SUPPLIED PASSAGE:
Files
UnrealEngine/Engine/Source/ThirdParty/astcenc/4.2.0/Docs/ChangeLog-3x.md
2025-05-18 13:04:45 +08:00

309 lines
13 KiB
Markdown

# 3.x series change log
This page summarizes the major functional and performance changes in each
release of the 3.x series.
All performance data on this page is measured on an Intel Core i5-9600K
clocked at 4.2 GHz, running `astcenc` using AVX2 and 6 threads.
<!-- ---------------------------------------------------------------------- -->
## 3.7
**Status:** April 2022
The 3.7 release contains another round of performance optimizations, including
significant improvements to the command line front-end (faster PNG loader) and
the arm64 build of the codec (faster NEON implementation).
* **General:**
* **Feature:** The command line tool PNG loader has been switched to use
the Wuffs library, which is robust and significantly faster than the
current stb_image implementation.
* **Feature:** Support for non-invariant builds returns. Opt-in to slightly
faster, but not bit-exact, builds by setting `-DNO_INVARIANCE=ON` for the
CMake configuration. This improves performance by around 2%.
* **Optimization:** Changed SIMD `select()` so that it matches the default
NEON behavior (bitwise select), rather than the default x86-64 behavior
(lane select on MSB). Specialization `select_msb()` added for the one case
we want to select on a sign-bit, where NEON needs a different
implementation. This provides a significant (>25%) performance uplift on
NEON implementations.
### Performance:
Key for charts:
* Color = block size (see legend).

RECORDED DATA:
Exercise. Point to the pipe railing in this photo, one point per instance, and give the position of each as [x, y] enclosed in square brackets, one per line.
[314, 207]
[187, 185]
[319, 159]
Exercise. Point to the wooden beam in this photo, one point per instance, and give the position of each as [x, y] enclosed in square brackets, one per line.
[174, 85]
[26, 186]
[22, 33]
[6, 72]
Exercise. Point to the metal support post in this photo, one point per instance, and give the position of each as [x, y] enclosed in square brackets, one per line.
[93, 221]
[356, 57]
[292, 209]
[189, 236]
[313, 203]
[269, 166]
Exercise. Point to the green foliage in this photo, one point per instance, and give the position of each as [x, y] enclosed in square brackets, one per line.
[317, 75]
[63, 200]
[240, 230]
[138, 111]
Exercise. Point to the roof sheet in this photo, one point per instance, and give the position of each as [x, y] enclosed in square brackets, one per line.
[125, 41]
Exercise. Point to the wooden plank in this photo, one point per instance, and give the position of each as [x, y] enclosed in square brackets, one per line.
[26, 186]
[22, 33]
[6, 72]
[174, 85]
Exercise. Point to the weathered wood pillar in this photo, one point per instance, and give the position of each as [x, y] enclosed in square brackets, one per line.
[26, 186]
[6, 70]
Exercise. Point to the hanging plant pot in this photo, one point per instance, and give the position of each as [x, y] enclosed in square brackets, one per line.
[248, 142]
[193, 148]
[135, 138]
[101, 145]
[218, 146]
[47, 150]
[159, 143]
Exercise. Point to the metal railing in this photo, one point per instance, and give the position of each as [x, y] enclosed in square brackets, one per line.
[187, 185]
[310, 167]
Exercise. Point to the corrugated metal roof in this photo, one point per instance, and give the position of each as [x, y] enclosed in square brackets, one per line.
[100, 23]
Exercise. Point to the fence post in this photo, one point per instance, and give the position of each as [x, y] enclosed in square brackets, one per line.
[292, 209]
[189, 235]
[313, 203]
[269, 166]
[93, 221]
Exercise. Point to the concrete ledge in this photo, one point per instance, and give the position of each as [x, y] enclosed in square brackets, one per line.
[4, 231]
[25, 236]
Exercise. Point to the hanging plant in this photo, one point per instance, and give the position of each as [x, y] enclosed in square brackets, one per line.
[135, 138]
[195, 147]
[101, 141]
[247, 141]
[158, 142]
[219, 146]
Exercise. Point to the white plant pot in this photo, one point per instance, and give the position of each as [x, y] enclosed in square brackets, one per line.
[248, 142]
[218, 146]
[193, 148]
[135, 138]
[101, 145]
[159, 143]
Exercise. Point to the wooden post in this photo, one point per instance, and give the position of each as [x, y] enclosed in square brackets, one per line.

PROBLEM STATEMENT: Pick up the astcenc 3.x change log above at the point where it stops and continue writing it.

RESULT BELOW:
* Letter = image format (N = normal map, G = grayscale, L = LDR, H = HDR).
**Relative performance vs 3.5 release:**
![Relative scores 3.7 vs 3.6](./ChangeLogImg/relative-3.6-to-3.7.png)
<!-- ---------------------------------------------------------------------- -->
## 3.6
**Status:** April 2022
The 3.6 release contains another round of performance optimizations.
There are no interface changes in this release, but in general the API is not
designed to be binary compatible across versions. We always recommend
rebuilding your client-side code using the updated `astcenc.h` header.
* **General:**
* **Feature:** Data tables are now optimized for contexts without the
`SELF_DECOMPRESS_ONLY` flag set. The flag therefore no longer improves
compression performance, but still reduces context creation time and
context data table memory footprint.
* **Feature:** Image quality for 4x4 `-fastest` configuration has been
improved.
* **Optimization:** Decimation modes are reliably excluded from processing
when they are only partially selected in the compressor configuration (e.g.
if used for single plane, but not dual plane modes). This is a significant
performance optimization for all quality levels.
* **Optimization:** Fast-path block load function variant added for 2D LDR
images with no swizzle. This is a moderate performance optimization for the
fast and fastest quality levels.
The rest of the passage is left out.